Excerpt to read:

_ _ _ _ _ _ _

Week of 19 November 1999

Vol. III, No. 15

Feature Article

Literary journalism conference to herald arrival of the Narrative Train

By Eric McHenry

Literary journalists hate mixed metaphors. But the image of four men sailing a gang car down a railroad track seems somehow to fit their discipline: as a way of getting from point A to point B, narrative nonfiction is slow, deliberative, unconventional, and slightly eccentric.

Mark Kramer, COM professor of journalism and writer-in-residence, chose the 19th-century steel-cut engraving for the cover of a pamphlet promoting Aboard the Narrative Train II, a conference he'll host at BU December 3 and 4.

"It's a playful illustration," he says, "because this is a form of nonfiction in which the authors may play -- unlike academic work, textbooks, and most newspaper stories. Their writing can be individual and a little zany."

The picture, he says, is also a comment on the challenges literary journalists face. They have a tough rail to sail.

Traditionally defined, literary journalism is long-form journalism. It permits extensive description, gradual and often nonlinear narrative development, and a strong authorial voice. It defies the conventions of newspaper reporting and tests the reading public's ever-contracting attention span. And it is not yet sufficiently established as a genre to rate its own section in Barnes & Noble or the New York Times Book Review.

Rick Bragg, who won the 1996 Pulitzer Prize for his feature writing in the New York Times and wrote the best-selling memoir All Over but the Shoutin' (Vintage, 1998), will speak about both Narrative in Hard News and Writing Memoir.


Book-length works of literary journalism tend to be shelved by subject, and critiqued by area experts rather than by other literary journalists. When Kramer published Invasive Procedures (Harper & Row, 1983), a book about the professional and personal lives of two surgeons, he "was reviewed mainly by famous surgeons, who spent a paragraph noting that I had written about surgery and 11 paragraphs writing about their own favorite operations," he says.

Slowly, however, as befits a sailing gang car, literary journalism is arriving on the popular scene. The first Aboard the Narrative Train, held in February of 1998, was a success of unanticipated proportions, Kramer says. This year's conference will be even bigger.

_ _ _ _ _ _ _

Given information:
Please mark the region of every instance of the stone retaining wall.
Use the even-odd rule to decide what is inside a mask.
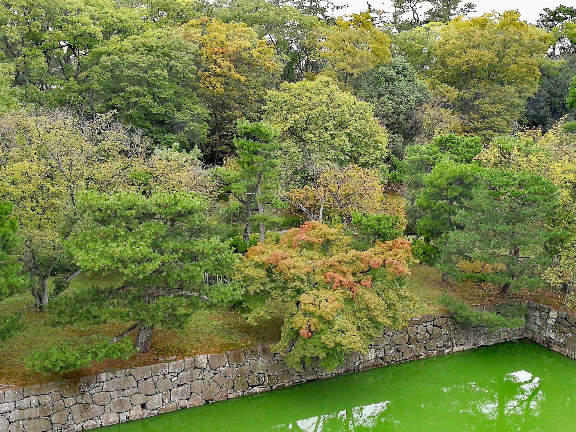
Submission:
[[[576,315],[528,302],[526,337],[558,353],[576,358]]]
[[[346,356],[331,373],[318,362],[288,367],[269,344],[219,354],[0,391],[0,432],[71,432],[267,392],[335,375],[476,348],[528,336],[574,356],[576,317],[530,304],[526,328],[492,333],[449,314],[408,320],[386,329],[366,354]],[[564,352],[565,351],[565,352]]]

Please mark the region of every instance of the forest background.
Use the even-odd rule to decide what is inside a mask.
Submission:
[[[0,1],[0,379],[575,307],[576,9],[339,7]]]

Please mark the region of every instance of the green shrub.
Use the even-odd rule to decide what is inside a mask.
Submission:
[[[0,342],[12,338],[24,328],[22,313],[0,315]]]
[[[108,358],[127,360],[137,352],[130,338],[117,343],[110,343],[110,339],[107,339],[92,345],[81,343],[72,347],[69,344],[55,344],[44,350],[35,350],[24,361],[28,369],[48,375],[88,367],[93,361],[100,362]]]
[[[458,321],[474,325],[484,325],[491,331],[498,331],[505,327],[517,328],[524,324],[524,316],[528,309],[521,305],[505,306],[501,312],[481,312],[475,310],[466,303],[457,298],[442,294],[440,302],[448,309]]]
[[[376,240],[388,241],[402,235],[399,229],[400,219],[386,213],[362,214],[352,213],[352,225],[358,234],[365,237],[372,244]]]

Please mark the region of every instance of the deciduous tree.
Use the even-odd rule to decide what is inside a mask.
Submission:
[[[198,94],[210,111],[203,151],[213,163],[220,162],[233,152],[238,119],[259,119],[266,90],[280,71],[274,48],[244,22],[201,17],[179,32],[198,46]]]
[[[366,352],[385,326],[401,326],[403,309],[412,305],[414,297],[402,283],[410,273],[410,243],[377,242],[360,252],[350,249],[351,241],[339,226],[308,222],[278,243],[253,246],[238,263],[249,322],[269,317],[274,302],[287,305],[275,349],[289,351],[286,361],[291,367],[319,358],[334,369],[348,353]]]
[[[370,14],[342,17],[328,30],[320,57],[328,66],[322,73],[334,78],[343,88],[352,88],[361,73],[390,59],[390,38],[374,26]]]
[[[78,192],[130,187],[128,175],[145,144],[110,114],[90,120],[69,111],[21,111],[0,122],[0,196],[14,203],[18,215],[22,259],[42,308],[51,276],[69,282],[78,274],[62,241],[77,221]]]
[[[0,202],[0,301],[23,291],[28,285],[17,259],[22,239],[18,234],[18,219],[12,210],[12,203]],[[22,329],[20,318],[20,314],[0,313],[0,343]]]
[[[427,75],[434,93],[467,116],[469,131],[509,132],[538,89],[551,41],[516,11],[457,18],[442,28]]]

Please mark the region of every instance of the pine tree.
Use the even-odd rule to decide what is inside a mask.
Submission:
[[[558,188],[535,173],[487,168],[482,177],[453,218],[461,229],[448,234],[437,267],[457,282],[487,283],[497,293],[541,286],[556,235],[545,221],[558,208]]]
[[[264,241],[266,222],[271,217],[265,206],[280,205],[276,192],[278,184],[277,158],[279,132],[263,122],[238,122],[238,136],[234,139],[237,157],[228,161],[228,167],[217,169],[224,183],[225,192],[233,195],[246,209],[246,227],[243,240],[250,240],[253,222],[260,223],[260,241]],[[257,214],[253,214],[254,207]]]
[[[61,296],[50,308],[54,324],[134,323],[134,344],[146,353],[155,326],[181,328],[204,302],[226,301],[234,285],[208,286],[205,274],[226,274],[236,262],[229,242],[202,236],[209,202],[181,190],[79,197],[84,226],[67,242],[74,262],[90,274],[114,275],[122,285]]]

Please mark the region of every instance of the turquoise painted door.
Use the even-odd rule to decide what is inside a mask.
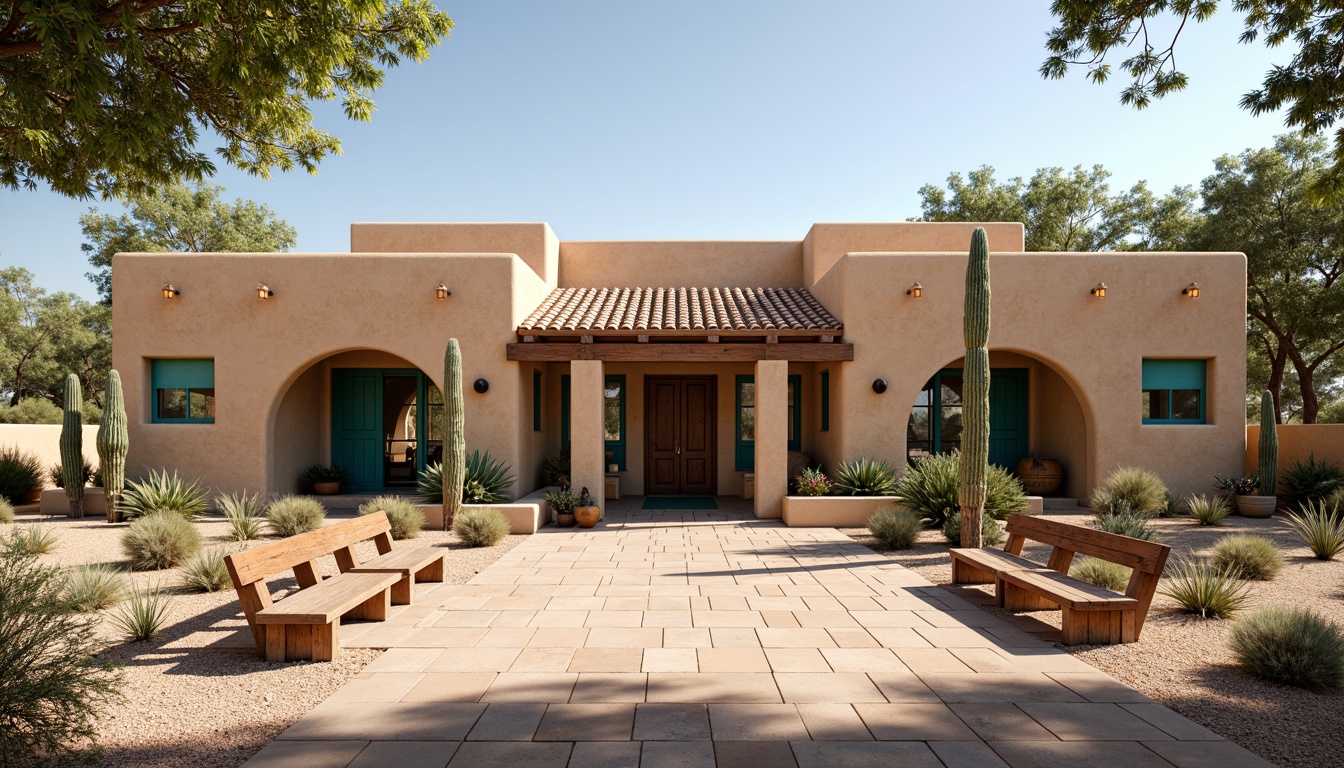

_ _ _ _ _ _ _

Work task 1: In the literary journalism article, on what dates will Mark Kramer host Aboard the Narrative Train II at BU?
Work task 2: From the literary journalism article, copy out the passage that opens with the words "Literary journalists hate" and ends with the words "and slightly eccentric.".
Work task 3: Continue the literary journalism article past its final sentence.

Final answer 1: December 3 and 4.

Final answer 2:
Literary journalists hate mixed metaphors. But the image of four men sailing a gang car down a railroad track seems somehow to fit their discipline: as a way of getting from point A to point B, narrative nonfiction is slow, deliberative, unconventional, and slightly eccentric.

Final answer 3:
"The response has been phenomenal," he says. "There are people coming from the L.A. Times and the San Francisco Examiner and the Oregonian and the Chicago Tribune. I empty the mailbox every day and I am as likely to find applications from Raleigh as from Wellesley. It's just amazing.

"Young newspaper reporters are restless to say more about what happened than the conventional forms admit," he adds. "And there's been a strong and positive movement within the newspaper community to make narrative possible.

Wendy Kaminer, a public policy fellow at the Radcliffe Institute of Advanced Study and a contributing editor at the American Prospect and the Atlantic Monthly, will participate in a panel discussion of journalistic ethics and lead a breakout workshop on social criticism.


"Part of the conference's attraction is its marquee of performer-participants: best-sellers, Pulitzer winners, and prominent public intellectuals, including Tracy Kidder, Rick Bragg, Mark Bowden, Roy Peter Clark, and Wendy Kaminer. They'll open the conference Friday night with a reading from their own work.

"The reading is magic," says Kramer. "It does what reading literary journalism does: it makes the audience feel in intimate touch with the writers. So the next day when they opine on weighty subjects, when the ethicists talk about being creative without making things up, and when Wil Haygood talks about refining a stretch of narrative, you're not hearing somebody whose impressive CV you've read in the program, you're hearing somebody whose warm wit and wisdom you've experienced."

On Saturday, the guest writers will roll up their sleeves for panel talks, including a discussion of The Expanding Universe of Narrative Nonfiction. Individually, they'll also lead how-to breakout workshops on such topics as Writing Memoir and Getting Published. The distribution of interest in these single-author seminars, says Kramer, confirms that the conference's true subject is writing, not writers.

"A lot of people want to hear Kidder, Bragg, and Bowden because they're well-known, as well as wise," he says. "But some of the lesser-known writers, Jan Winburn and JoAnn Wypijewski, are just as popular because people want their how-to workshops -- Shaping Ideas for Short Features and Magazine Narratives."

Conference director Mark Kramer (pictured with his son, Will), COM professor of journalism and writer-in-residence, will talk about The Attraction of Narrative and Teaching Narrative.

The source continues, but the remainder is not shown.